Launch this notebook on on mybinder.org:

https://mybinder.org/badge_logo.svg

Transport map from samples#

The objective of this example is to show how a transport map can be build in MParT when samples from the target density are known.

Problem formulation#

From the definition of a transport map, the function \(S(\mathbf{x}; \mathbf{w})\) is invertible and have a positive definite Jacobian for any parameters \(w\). Combined with a probability density \(\eta(\mathbf{r})\), we can therefore define a density \(\tilde{\pi}_w(x)\) induced by transforming \(r\) with the inverse map \(S^{-1}(\mathbf{r})\). More precisely, the change of random variable formula from the reference \(\eta\) to the target \(\tilde{\pi}\) reads:

\[\tilde{\pi}_{\mathbf{w}}(\mathbf{x}) = \eta(S(\mathbf{x}; \mathbf{w}))\left| \det\nabla S(\mathbf{x}; \mathbf{w})\right|,\]

where \(\det\nabla S\) is the determinant of the map Jacobian at the point \(\mathbf{x}\). We refer to \(\tilde{\pi}_{\mathbf{w}}(\mathbf{x})\) as the map-induced density or pullback distribution and will commonly interchange notation for densities and measures to use the notation \(\tilde{\pi} = S^{\sharp} \eta\).

The objective of this example is, from samples \(\mathbf{x}^i\), \(i \in \{1,...,n\}\) drawn according to a density \(\pi\), build the map-induced density approximation \(\tilde{\pi}\).

Imports#

First, import MParT and other packages used in this notebook. Note that it is possible to specify the number of threads used by MParT by setting the KOKKOS_NUM_THREADS environment variable before importing MParT.

[1]:
import numpy as np
from scipy.optimize import minimize
import matplotlib.pyplot as plt
from scipy.stats import multivariate_normal

import os
os.environ['KOKKOS_NUM_THREADS'] = '8'

import mpart as mt
print('Kokkos is using', mt.Concurrency(), 'threads')
plt.rcParams['figure.dpi'] = 110
Kokkos::OpenMP::initialize WARNING: You are likely oversubscribing your CPU cores.
  process threads available :   4,  requested thread :   8
Kokkos::OpenMP::initialize WARNING: You are likely oversubscribing your CPU cores.
                                    Detected: 4 cores per node.
                                    Detected: 1 MPI_ranks per node.
                                    Requested: 8 threads per process.

→ **DATA SECTION**:
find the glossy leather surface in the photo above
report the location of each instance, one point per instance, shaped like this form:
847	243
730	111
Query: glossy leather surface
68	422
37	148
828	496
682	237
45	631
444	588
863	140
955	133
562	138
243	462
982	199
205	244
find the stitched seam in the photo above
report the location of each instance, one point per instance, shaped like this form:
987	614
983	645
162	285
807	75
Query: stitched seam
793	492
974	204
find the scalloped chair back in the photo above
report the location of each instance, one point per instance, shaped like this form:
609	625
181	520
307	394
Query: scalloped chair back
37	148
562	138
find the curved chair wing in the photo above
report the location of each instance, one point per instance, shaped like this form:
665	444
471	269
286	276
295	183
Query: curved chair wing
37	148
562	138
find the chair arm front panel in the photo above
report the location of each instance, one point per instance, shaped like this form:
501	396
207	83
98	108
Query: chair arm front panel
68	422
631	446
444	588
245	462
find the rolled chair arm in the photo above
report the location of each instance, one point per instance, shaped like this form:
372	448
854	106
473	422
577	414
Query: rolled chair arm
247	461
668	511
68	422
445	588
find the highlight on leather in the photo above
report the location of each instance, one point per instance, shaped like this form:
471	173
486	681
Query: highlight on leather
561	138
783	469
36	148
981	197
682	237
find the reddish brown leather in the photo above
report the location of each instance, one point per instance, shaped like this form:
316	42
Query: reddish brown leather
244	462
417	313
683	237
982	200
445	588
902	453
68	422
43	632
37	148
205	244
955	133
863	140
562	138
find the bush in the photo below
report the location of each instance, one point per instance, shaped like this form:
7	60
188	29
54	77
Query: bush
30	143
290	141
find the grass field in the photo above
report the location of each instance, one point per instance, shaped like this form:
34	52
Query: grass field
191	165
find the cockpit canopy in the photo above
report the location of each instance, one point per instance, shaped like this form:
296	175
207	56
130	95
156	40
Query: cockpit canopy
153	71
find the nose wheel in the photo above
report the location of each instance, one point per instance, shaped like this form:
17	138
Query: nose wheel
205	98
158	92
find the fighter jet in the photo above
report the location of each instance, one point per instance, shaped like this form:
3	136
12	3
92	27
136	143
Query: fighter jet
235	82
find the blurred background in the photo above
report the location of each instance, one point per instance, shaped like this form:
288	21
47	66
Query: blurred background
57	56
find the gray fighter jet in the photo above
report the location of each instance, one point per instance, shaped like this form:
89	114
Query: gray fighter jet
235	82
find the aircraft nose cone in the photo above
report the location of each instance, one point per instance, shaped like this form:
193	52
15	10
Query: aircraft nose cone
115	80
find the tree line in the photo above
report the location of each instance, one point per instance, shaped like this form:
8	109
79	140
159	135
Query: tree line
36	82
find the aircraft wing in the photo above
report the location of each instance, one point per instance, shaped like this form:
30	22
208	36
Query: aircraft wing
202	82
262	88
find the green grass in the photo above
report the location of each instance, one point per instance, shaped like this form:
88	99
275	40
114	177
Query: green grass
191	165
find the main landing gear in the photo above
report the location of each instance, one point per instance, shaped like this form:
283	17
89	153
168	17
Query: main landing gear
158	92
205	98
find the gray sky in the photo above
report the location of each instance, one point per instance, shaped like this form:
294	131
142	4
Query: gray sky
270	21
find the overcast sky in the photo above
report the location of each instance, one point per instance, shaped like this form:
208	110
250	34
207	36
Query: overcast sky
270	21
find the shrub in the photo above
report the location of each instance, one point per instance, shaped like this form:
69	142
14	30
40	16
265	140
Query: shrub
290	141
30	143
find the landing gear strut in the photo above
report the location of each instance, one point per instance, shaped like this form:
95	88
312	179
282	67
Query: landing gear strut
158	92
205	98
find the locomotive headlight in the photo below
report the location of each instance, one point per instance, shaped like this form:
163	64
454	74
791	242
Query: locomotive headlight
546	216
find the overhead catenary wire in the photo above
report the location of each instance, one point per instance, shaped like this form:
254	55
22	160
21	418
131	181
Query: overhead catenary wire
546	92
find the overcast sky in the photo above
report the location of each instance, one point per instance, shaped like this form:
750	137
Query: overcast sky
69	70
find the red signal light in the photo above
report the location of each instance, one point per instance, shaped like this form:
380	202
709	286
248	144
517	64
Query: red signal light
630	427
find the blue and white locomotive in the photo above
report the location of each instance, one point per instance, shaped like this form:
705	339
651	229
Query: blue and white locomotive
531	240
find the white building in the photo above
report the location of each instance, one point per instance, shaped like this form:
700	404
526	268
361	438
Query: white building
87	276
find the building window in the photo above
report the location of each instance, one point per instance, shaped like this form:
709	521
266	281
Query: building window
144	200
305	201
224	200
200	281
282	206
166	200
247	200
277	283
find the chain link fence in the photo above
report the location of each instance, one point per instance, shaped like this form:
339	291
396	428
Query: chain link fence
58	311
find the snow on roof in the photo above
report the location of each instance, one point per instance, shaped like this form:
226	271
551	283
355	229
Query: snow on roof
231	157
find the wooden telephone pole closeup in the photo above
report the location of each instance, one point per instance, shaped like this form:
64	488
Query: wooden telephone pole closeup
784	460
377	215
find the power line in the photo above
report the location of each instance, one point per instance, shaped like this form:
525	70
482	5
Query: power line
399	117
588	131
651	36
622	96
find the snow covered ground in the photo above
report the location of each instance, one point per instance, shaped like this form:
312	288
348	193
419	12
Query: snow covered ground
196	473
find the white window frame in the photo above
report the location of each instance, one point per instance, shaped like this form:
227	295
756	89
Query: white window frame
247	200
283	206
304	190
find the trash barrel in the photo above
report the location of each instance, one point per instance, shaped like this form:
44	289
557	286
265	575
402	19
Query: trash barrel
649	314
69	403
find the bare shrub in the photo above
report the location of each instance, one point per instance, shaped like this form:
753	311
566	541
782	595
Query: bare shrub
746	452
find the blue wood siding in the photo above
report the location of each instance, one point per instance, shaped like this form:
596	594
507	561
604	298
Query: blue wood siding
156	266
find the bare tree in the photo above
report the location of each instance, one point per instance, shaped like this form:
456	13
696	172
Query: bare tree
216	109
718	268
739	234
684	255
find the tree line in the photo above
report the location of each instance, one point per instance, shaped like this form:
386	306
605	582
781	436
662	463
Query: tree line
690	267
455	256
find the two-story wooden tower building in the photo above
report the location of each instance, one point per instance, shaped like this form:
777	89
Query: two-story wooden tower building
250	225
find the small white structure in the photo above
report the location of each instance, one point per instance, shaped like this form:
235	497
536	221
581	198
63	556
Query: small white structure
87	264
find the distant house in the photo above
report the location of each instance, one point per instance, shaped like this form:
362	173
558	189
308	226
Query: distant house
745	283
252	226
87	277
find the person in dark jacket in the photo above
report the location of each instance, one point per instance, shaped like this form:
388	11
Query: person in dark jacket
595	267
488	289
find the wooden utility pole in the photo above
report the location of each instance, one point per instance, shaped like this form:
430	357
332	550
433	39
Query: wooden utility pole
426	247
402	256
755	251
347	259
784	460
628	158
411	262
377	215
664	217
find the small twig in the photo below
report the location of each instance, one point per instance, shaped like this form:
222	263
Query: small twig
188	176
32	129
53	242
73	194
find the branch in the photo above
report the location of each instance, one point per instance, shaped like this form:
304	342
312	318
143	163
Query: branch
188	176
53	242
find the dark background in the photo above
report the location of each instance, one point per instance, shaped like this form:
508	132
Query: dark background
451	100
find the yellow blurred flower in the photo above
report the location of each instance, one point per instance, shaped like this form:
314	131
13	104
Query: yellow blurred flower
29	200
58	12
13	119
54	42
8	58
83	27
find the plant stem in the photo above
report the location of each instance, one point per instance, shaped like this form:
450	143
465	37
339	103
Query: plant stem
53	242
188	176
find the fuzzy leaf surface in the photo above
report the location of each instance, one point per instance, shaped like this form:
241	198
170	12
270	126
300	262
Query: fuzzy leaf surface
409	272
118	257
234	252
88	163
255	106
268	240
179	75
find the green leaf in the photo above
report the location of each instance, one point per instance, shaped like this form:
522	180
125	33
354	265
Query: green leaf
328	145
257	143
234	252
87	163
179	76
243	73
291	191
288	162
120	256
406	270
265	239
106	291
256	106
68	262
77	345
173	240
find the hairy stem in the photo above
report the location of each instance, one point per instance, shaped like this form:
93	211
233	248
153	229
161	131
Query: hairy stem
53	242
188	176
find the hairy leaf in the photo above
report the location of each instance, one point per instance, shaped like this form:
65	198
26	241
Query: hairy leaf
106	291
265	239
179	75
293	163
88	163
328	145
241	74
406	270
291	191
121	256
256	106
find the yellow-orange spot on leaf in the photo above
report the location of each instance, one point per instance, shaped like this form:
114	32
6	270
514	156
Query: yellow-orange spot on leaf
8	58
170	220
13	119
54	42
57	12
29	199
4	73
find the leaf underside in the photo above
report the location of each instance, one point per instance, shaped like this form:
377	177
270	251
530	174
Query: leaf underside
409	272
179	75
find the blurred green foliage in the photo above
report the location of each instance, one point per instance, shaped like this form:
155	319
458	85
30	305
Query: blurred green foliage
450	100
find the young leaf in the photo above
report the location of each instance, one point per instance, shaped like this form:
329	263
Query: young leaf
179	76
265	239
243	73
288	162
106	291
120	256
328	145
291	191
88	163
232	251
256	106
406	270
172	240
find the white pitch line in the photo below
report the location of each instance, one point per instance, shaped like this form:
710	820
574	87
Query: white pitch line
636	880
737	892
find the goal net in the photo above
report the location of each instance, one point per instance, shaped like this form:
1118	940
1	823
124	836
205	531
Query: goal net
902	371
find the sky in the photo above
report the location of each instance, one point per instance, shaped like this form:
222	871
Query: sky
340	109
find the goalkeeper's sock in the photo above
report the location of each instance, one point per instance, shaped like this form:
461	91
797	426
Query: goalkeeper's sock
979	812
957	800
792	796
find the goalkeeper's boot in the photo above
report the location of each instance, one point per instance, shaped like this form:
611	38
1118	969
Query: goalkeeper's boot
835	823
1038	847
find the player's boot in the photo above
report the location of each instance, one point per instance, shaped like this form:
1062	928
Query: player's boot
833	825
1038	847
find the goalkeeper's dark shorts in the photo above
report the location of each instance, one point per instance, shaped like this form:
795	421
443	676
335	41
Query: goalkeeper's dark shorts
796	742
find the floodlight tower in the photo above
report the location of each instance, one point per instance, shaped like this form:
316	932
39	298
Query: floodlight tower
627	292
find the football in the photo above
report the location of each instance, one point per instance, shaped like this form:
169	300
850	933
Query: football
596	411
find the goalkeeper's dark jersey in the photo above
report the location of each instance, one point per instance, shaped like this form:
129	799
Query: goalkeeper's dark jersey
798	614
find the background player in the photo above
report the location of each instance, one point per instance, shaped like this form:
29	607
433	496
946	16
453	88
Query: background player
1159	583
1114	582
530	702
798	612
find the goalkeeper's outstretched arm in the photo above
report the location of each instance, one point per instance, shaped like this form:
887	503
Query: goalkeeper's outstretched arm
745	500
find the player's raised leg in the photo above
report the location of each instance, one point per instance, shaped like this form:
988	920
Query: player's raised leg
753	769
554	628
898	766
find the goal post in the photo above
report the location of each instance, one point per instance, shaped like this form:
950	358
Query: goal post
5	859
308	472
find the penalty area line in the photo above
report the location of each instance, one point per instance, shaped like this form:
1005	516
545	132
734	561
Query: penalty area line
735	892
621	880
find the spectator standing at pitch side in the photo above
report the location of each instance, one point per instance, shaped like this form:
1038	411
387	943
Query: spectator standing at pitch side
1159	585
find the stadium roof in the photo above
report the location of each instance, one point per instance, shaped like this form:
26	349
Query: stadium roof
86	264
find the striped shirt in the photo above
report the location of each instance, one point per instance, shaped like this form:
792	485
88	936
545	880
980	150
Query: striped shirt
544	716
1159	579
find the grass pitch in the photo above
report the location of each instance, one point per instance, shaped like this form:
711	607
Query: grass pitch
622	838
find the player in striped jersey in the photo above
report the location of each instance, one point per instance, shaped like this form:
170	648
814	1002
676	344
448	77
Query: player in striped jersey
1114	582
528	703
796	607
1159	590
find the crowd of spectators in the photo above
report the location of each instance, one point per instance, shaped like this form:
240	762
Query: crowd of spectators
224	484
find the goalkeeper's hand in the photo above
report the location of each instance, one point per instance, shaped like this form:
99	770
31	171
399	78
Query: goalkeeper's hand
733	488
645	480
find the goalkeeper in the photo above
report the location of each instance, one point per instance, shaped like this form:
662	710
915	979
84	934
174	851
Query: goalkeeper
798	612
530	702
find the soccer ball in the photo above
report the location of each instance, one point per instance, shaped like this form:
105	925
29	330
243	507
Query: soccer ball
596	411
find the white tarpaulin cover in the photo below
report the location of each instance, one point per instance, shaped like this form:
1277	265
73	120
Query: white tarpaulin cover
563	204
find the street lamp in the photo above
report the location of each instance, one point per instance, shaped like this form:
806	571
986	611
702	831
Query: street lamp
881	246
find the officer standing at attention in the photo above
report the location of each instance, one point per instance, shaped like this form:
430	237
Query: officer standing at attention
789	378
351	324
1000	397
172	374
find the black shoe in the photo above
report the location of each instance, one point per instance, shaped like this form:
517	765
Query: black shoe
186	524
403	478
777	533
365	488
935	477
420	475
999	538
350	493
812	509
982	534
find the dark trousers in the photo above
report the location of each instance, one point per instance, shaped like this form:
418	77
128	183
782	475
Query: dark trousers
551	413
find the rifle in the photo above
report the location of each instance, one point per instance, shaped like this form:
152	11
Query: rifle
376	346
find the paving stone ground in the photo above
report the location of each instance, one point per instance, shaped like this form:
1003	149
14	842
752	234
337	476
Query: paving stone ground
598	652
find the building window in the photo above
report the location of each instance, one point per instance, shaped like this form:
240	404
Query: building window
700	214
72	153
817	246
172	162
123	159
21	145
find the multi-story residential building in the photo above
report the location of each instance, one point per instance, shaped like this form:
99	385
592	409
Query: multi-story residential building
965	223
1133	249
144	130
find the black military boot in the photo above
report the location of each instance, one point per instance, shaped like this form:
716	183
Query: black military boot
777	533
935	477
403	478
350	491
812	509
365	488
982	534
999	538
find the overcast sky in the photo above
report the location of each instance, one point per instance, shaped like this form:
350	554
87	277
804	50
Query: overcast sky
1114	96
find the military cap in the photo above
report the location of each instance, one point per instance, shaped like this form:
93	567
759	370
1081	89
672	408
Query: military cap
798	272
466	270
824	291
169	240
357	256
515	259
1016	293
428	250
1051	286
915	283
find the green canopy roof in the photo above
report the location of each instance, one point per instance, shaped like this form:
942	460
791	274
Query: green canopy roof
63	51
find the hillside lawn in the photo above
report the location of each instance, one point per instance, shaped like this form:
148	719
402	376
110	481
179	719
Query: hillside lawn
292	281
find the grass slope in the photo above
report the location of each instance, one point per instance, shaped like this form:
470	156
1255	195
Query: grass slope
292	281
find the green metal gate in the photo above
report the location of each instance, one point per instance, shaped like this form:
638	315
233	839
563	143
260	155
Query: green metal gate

→ **TASK OBJECTIVE**:
Please reproduce the passage from the MParT notebook above, starting with "process threads available" and going on through "cores per node.", word for word.

→ **REPLY TO THE EXERCISE**:
process threads available :   4,  requested thread :   8
Kokkos::OpenMP::initialize WARNING: You are likely oversubscribing your CPU cores.
                                    Detected: 4 cores per node.